── ИСХОДНЫЙ ОТРЫВОК
Солнце пряталось, украдкой светило, таясь за мощными стволами. Иногда оно плескало в самую гущу зарослей пригоршню света, смеясь и купаясь в листьях. Смеялся мухомор, обласканный светом. И сколько же их тут было! Мухоморное царство. Одни огромные, важные, с плоскими шляпками, другие юные, яркие, круглые и весёлые! Мухоморы помогают деревьям, сотрудничают с ними. Тонкими нитями-гифами оплетают они корни, образуя микоризу и помогая дереву поглощать питательные вещества; взамен мухоморы получают созданные деревом органические соединения. Кое-где на поваленных стволах видели мы россыпи грибов-шариков, источающих сильный грибной дух, они казались маленькими проворными живыми существами, гуляющими в моховой зелени. Их хотелось тихонько потрогать, погладить пальцами. А вот гриб-свинушка, затаившийся в жёлтых листочках, и не поймёшь сразу, так хорошо гриб прикинулся листком, завернул края шляпки, и получилось ухо-чашечка. Пойдёт дождик и наполнится чашечка свежей водицей. А пока ушко это ловит солнечные блики и чутко вслушивается в тишину…

Там, где свет — прогалина в лесу. Ему радуются совсем юные деревья-дети, молодая поросль. Но над головами переплетаются толстые ветви старых деревьев, как будто живут деревья, взявшись за руки. Зрелые, мощные деревья питают покой реки. Вода, овеваемая тонким воздухом, и высящийся над ней лесной страж создают совершенно необыкновенное состояние. Около каждого такого дерева хочется долго быть, смотреть на мерцающую воду, ощущать покой незаметных потоков воздуха. То лист одинокий пронесёт течением мимо, то с лёгким дуновением воздуха прилетит пуховое семечко, осядет на морщинистую кору. Даже Федя в такой тиши под ветвями присмирел, прижал уши, улёгся клубочком у корней. Глубоко идут корни вниз и там, на глубине, соединяются корни и вода в покое земли. Если опустить ладони на землю, то можно услышать руками, как вибрирует земля, и как дерево внутри вибрирует, наполняется силой. От этой силы всё замирает внутри, и мурашки идут по коже. Под деревом так спокойно. И рядом такие же великаны, они живут на берегу и смотрят. Кто-то большой, рогатый, как олень, и любопытный. Вот огромная берёза, в ней лик старика, старик поднимает руку — пропускает.
────
ПИСЬМЕННОЕ ЗАДАНИЕ.
Допишите, что следует дальше в отрывке о прогулке по лесу, начиная сразу после его последнего предложения. Пункты далее — отдельный материал, с отрывком о лесе не связанный.
── ИЗВЛЕЧЁННЫЕ ЗАПИСИ
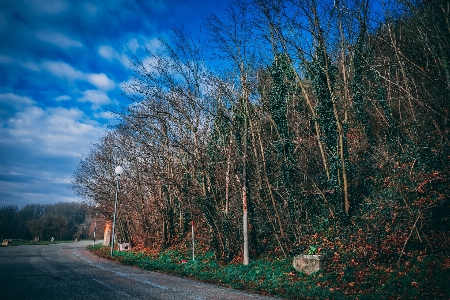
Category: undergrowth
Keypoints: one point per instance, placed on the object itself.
(419, 277)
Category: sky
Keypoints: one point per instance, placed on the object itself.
(62, 67)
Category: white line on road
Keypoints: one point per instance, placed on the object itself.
(121, 273)
(127, 296)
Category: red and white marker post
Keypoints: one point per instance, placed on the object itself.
(193, 242)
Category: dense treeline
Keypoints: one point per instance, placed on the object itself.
(296, 123)
(62, 221)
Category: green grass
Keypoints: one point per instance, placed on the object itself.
(277, 277)
(23, 242)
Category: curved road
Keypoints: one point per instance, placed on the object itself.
(69, 271)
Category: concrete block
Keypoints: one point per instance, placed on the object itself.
(124, 247)
(309, 264)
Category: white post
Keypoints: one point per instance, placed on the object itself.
(193, 242)
(114, 219)
(95, 226)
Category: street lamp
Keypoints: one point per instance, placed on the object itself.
(119, 171)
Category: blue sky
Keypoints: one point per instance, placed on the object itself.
(62, 65)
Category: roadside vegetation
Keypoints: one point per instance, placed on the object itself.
(422, 277)
(290, 127)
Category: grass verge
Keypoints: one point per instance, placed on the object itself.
(421, 277)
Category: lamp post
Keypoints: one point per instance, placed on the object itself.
(119, 171)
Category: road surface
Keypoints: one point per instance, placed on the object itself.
(68, 271)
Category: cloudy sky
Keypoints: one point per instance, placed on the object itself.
(62, 65)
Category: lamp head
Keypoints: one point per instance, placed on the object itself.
(118, 170)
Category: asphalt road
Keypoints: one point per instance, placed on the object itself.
(69, 271)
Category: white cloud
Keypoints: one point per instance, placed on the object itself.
(105, 115)
(106, 52)
(63, 98)
(58, 39)
(53, 7)
(30, 65)
(51, 132)
(95, 97)
(153, 45)
(133, 45)
(15, 100)
(101, 81)
(64, 70)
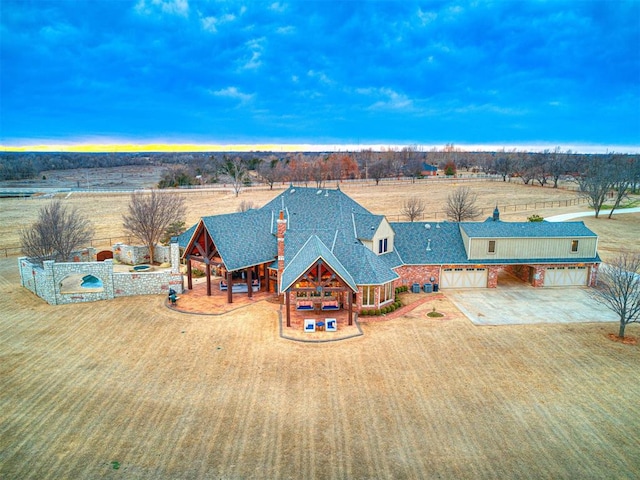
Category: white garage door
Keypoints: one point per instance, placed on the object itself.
(463, 278)
(565, 276)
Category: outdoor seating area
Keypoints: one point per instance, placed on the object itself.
(197, 300)
(240, 287)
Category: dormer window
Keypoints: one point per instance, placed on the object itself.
(574, 246)
(383, 246)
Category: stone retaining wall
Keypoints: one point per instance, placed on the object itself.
(46, 280)
(137, 254)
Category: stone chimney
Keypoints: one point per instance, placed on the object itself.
(282, 227)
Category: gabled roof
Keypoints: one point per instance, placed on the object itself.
(338, 221)
(499, 229)
(313, 250)
(242, 239)
(429, 243)
(366, 225)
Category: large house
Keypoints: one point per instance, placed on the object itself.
(319, 248)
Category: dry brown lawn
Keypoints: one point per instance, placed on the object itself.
(515, 200)
(169, 395)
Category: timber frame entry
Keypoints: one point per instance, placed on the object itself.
(202, 249)
(320, 285)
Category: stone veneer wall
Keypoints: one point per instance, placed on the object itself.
(137, 254)
(421, 274)
(45, 281)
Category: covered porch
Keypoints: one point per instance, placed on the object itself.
(315, 284)
(219, 277)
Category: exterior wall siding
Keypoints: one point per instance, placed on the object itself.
(384, 231)
(421, 274)
(515, 248)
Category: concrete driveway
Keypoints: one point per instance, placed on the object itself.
(527, 305)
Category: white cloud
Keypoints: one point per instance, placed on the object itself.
(211, 23)
(234, 94)
(171, 7)
(278, 7)
(389, 99)
(320, 76)
(287, 30)
(256, 47)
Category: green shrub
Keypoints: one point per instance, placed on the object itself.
(197, 273)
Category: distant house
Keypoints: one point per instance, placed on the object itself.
(428, 170)
(321, 249)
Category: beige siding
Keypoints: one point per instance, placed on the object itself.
(465, 240)
(524, 248)
(384, 231)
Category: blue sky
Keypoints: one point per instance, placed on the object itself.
(326, 72)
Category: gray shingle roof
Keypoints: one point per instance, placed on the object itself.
(429, 243)
(243, 239)
(366, 225)
(499, 229)
(307, 256)
(337, 221)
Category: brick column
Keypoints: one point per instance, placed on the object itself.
(282, 228)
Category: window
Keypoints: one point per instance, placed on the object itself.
(386, 292)
(368, 295)
(382, 245)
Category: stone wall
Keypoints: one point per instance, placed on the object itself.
(46, 280)
(420, 274)
(138, 255)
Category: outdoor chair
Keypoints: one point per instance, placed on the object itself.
(309, 325)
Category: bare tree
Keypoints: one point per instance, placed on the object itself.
(619, 288)
(624, 173)
(505, 164)
(270, 170)
(236, 169)
(595, 180)
(56, 234)
(378, 170)
(151, 214)
(413, 208)
(461, 205)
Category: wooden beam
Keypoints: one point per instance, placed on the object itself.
(208, 273)
(189, 275)
(288, 303)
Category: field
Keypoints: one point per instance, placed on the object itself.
(515, 200)
(131, 389)
(168, 395)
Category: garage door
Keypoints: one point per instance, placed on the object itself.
(565, 276)
(463, 278)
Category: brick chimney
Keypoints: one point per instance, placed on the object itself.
(282, 227)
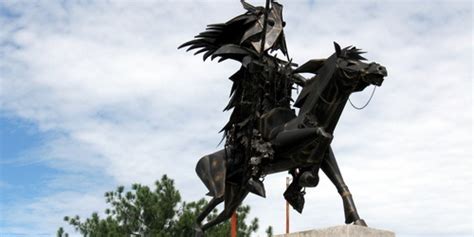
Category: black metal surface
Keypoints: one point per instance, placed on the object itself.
(263, 134)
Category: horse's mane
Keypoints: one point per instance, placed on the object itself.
(352, 53)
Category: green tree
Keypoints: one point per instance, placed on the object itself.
(159, 212)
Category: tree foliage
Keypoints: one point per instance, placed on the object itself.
(159, 212)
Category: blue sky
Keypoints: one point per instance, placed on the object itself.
(94, 95)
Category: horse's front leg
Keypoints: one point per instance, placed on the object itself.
(210, 206)
(331, 169)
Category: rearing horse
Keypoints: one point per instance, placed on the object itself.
(301, 143)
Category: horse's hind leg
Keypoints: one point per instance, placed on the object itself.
(234, 197)
(331, 169)
(210, 206)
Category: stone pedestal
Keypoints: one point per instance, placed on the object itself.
(342, 231)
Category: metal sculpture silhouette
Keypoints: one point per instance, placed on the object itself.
(264, 135)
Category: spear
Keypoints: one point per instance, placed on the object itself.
(264, 30)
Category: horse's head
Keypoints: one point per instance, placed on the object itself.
(353, 72)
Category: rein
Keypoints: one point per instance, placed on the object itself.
(367, 103)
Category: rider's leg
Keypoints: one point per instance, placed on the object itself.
(331, 169)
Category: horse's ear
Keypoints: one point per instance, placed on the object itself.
(338, 49)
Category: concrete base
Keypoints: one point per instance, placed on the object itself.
(342, 231)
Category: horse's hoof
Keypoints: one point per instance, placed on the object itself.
(360, 222)
(198, 232)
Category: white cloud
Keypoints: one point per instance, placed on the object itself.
(127, 104)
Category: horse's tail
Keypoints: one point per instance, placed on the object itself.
(211, 169)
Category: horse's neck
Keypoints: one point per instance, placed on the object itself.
(328, 114)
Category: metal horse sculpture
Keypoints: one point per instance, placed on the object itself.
(264, 135)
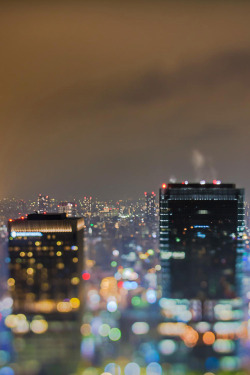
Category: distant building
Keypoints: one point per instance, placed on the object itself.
(69, 208)
(201, 229)
(43, 204)
(46, 263)
(150, 206)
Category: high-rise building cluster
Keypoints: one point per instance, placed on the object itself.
(166, 282)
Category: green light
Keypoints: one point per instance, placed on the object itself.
(136, 301)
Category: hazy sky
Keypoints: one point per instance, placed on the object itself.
(114, 98)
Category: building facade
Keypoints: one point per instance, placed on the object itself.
(201, 229)
(46, 263)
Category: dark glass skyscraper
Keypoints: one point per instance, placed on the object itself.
(201, 228)
(201, 248)
(150, 206)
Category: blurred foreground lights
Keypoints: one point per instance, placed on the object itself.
(64, 307)
(167, 347)
(112, 306)
(151, 296)
(113, 369)
(224, 346)
(208, 338)
(154, 369)
(104, 330)
(7, 371)
(22, 325)
(75, 303)
(39, 326)
(140, 328)
(11, 321)
(202, 327)
(132, 369)
(6, 303)
(90, 371)
(75, 280)
(85, 329)
(85, 276)
(115, 334)
(11, 282)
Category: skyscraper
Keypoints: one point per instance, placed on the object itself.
(150, 206)
(201, 228)
(43, 203)
(201, 248)
(46, 262)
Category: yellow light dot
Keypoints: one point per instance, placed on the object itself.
(64, 307)
(85, 329)
(11, 282)
(208, 338)
(39, 326)
(75, 280)
(75, 303)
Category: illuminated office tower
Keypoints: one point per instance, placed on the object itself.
(150, 206)
(43, 203)
(46, 262)
(69, 208)
(201, 229)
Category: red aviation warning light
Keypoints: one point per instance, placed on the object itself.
(85, 276)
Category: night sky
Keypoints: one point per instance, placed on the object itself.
(113, 98)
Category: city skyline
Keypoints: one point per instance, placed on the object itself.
(84, 108)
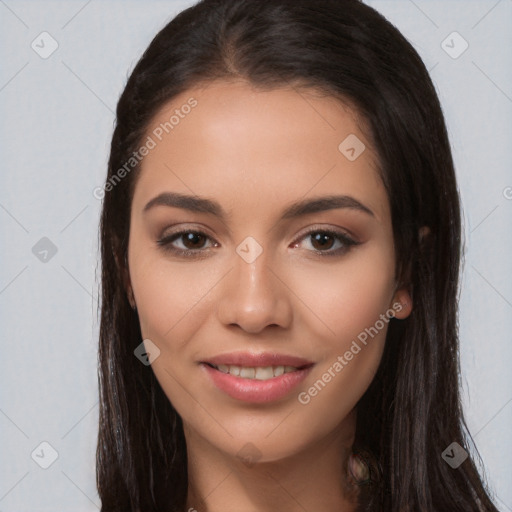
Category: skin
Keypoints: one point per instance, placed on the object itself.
(256, 152)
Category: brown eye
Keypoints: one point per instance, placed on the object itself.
(185, 242)
(327, 242)
(322, 240)
(193, 240)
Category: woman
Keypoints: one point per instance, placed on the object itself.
(280, 260)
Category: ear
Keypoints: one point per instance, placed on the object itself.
(402, 299)
(402, 303)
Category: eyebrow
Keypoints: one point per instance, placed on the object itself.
(298, 209)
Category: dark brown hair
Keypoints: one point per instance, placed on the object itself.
(412, 410)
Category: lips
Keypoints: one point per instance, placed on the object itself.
(252, 360)
(256, 378)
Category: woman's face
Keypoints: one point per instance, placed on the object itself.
(261, 245)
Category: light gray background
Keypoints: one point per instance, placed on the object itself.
(57, 119)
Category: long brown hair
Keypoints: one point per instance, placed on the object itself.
(412, 410)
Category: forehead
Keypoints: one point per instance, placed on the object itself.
(244, 145)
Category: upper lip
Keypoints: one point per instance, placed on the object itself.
(262, 359)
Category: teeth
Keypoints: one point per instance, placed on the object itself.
(258, 372)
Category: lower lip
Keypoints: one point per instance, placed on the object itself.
(253, 390)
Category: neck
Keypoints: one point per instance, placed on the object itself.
(313, 479)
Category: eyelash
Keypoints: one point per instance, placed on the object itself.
(348, 242)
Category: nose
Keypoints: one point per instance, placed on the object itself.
(254, 296)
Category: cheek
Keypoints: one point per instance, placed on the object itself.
(171, 299)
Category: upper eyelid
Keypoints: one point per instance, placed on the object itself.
(337, 231)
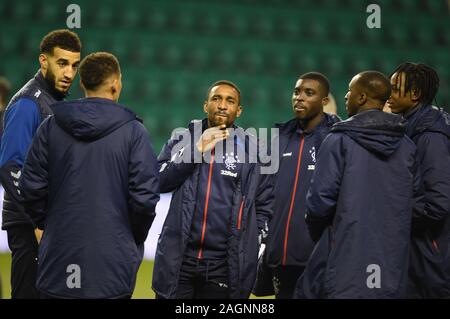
────
ОТВЕТ К УПРАЖНЕНИЮ.
Берегом мы опять выходим на большие поляны, поросшие калиной, черёмухой и рябиной. Здесь была война и на окраине одной из полян мы находим старый дот. В заросшее отверстие дота ярко льётся солнечный свет, убивая память о зле и давая простор жизни. Война долго будет ещё уходить с этой земли, но она непременно уйдёт, растворится в истине этих мест.

Лесные цветы и плоды октября

В оконце октября, когда гаснет потихоньку пламя ярких листьев, лес дышит опавшим листом, ясным узором ветвей, звёздочками и костерками последних цветов... Орнаменты засыхающих и ещё сочных ягод, увядающих трав и семян, как будто маленькие дирижёры этого спокойного дыхания, этой очаровывающей музыки.

 

 

ВОЛХОВ СВЕТЛЫЙ

Пойма Волхова у 130 км и река Соснинка

 

...Как хорошо, что вопрос, куда же идти, решился сам собой. Под насыпью металась потревоженная электричкой белка. Снежно и просторно впереди светился Волхов. Хотелось идти туда, вдаль, в пойму Волхова, к гребню леса на горизонте.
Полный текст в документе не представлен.